(Stored dataset items)
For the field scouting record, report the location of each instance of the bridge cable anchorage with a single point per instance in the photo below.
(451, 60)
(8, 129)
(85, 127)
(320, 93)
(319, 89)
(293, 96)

▸ Problem to solve:
Print all of the entries above verbatim, preserving each line and every character without alteration.

▸ Reply:
For the field scouting record, report the location of each instance of the bridge cable anchorage with a single point per instance in the photo below.
(451, 60)
(8, 129)
(85, 127)
(320, 93)
(319, 89)
(293, 96)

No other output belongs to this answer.